As the headline suggests, the performance was pretty poor, and when that’s the case you are likely to be reliant on moments of individual brilliance.  If anyone can be relied upon to deliver those, it’s Van Persie: the Dutchman has scored or set-up every Arsenal goal in the month of January.  It was clear this was a season in which Robin needed to step up and start fulfilling his potential.  Thankfully, he has.

God knows where we’d be without him.  He is papering over the cracks of a side that are desperately lacking in creativity.  Indeed, if you were to continue the analogy you’d have to say that not only has he papered over the cracks – he’s wrapped himself round them like bandages.  We can only pray he himself doesn’t end up requiring similar treatment off the back of another injury.

The game itself was one of very few chances.  Perhaps it’s no surprise that it was congested – Everton’s dearth of strikers means they took to the midfield with six midfielders, which combined with four of own own and Van Persie dropping deep meant there wasn’t room to swing a cat in the middle of the pitch, let alone for Alex Song to waddle through his enormous turning circle.

Our first chance of any real note fell to Denilson, who skied it over the bar with his left foot.  Shortly after that, Everton were in front.  I doubt any sane bookmaker would’ve offered long odds on Tim Cahill scoring with a header against us, and lo and behold he did just that with a magnificent leap to beat a Baines cross.  Actually, for once bad defending wasn’t really to blame – it was just a truly excellent header.

But somehow, we managed to claw it back with our sixth injury time goal of the season.  It hadn’t looked remotely likely: despite the introduction of Nicklas Bendtner and Emmanuel Eboue, we were still struggling to offer anything at all, with Emmanuel Adebayor (admittedly deprived of service) particularly poor.

And then, just as the final whistle was about to prompt the mightiest of groans from Arsenal fans everywhere, Van Persie struck.  A long ball forward from Diaby, control on the chest, and a searing volley into the far corner.  Stunning.  Everton were the better side on the night, but it’s moments like that which separate the top four from the rest.

And make no mistake about it – the top four is what we’re aiming for.  Whilst Arsene might make the occasional noise about us being in the title race, these comments after last night’s game are far more telling:

“I maintain what I said yesterday; for me Everton is as much a threat for us as Aston Villa.”

To be honest, it’s good to see a bit of realism from the manager.  Maybe if our unbeaten run continues priorites can change, but for now it has to be about getting away from Everton and above Aston Villa to secure that priceless Champions League place.

If we’re going to do that, performances will have to be better than last night, and new signings would undoubtedly help in that respect.  Predictably, Arsene was asked about Andrei Arshavin’s proposed £15m transfer.  What’s equally unsurprising is quite how cryptic he contrived to be:

“There is nothing new, because today I have been focussed on the game, and I did not pick up any phone calls so nothing has happened. It was 90 per cent that I will be able to give you more in the next two days. Remember in this job the other 10 per cent can be more important than the other 90 because people can change their mind quickly.”

----------

▸ **DIRECTIVES**:
**A)** According to the match report, how many midfielders did Everton field?
**B)** Please condense the match report's paragraph beginning "Our first chance of any real note" into two or three sentences, keeping its main facts.
**C)** Which football clubs are named in the match report?

----------

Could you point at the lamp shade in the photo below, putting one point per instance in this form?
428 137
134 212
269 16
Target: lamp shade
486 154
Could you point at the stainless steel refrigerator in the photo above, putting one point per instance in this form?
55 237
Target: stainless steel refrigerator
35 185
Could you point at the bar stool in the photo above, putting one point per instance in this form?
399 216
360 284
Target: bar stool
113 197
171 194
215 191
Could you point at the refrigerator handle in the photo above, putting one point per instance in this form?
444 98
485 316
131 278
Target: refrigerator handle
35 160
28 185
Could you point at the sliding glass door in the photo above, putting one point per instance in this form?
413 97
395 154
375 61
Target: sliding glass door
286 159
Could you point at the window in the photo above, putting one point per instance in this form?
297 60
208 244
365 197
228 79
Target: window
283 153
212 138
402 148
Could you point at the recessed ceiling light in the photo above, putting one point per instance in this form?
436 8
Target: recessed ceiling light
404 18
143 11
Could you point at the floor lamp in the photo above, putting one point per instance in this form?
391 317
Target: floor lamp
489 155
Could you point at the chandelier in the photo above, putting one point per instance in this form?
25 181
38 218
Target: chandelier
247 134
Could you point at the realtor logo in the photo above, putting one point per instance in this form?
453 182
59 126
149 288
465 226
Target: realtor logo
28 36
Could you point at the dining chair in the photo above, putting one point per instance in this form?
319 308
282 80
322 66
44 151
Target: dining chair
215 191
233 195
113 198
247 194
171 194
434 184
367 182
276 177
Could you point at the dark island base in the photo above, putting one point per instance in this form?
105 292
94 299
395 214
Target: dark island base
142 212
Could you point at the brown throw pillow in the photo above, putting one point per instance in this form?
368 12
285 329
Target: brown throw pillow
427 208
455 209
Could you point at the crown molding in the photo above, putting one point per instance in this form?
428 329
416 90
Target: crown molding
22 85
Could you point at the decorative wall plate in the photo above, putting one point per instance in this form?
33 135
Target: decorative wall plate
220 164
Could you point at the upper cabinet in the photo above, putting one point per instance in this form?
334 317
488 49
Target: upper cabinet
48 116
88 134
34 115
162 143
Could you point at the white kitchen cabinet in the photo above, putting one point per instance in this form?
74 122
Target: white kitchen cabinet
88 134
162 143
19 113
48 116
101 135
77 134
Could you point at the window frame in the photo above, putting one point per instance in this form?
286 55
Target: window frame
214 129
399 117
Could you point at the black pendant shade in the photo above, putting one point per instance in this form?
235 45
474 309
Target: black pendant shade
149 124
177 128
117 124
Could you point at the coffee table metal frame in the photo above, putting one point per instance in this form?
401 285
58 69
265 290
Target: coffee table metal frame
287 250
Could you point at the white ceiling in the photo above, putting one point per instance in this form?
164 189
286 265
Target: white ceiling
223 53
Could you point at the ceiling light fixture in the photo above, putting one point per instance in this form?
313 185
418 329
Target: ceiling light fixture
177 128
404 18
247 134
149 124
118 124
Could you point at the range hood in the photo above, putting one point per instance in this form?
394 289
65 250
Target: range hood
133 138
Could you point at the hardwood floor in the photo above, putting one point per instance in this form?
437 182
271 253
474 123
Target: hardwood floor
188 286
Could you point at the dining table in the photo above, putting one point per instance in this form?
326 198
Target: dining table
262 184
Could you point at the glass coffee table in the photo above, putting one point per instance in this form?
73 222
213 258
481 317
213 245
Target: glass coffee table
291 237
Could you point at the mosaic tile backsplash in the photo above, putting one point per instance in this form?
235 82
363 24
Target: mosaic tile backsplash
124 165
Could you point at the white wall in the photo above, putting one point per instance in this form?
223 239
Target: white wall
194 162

----------

▸ **PER-TASK OUTPUTS**:
**A)** Six.

**B)** Arsenal's first real chance fell to Denilson, who skied it over the bar with his left foot. Soon after, Tim Cahill put Everton ahead with a magnificent leaping header from a Baines cross, a goal owed to an excellent header rather than bad defending.

**C)** Arsenal, Everton, Aston Villa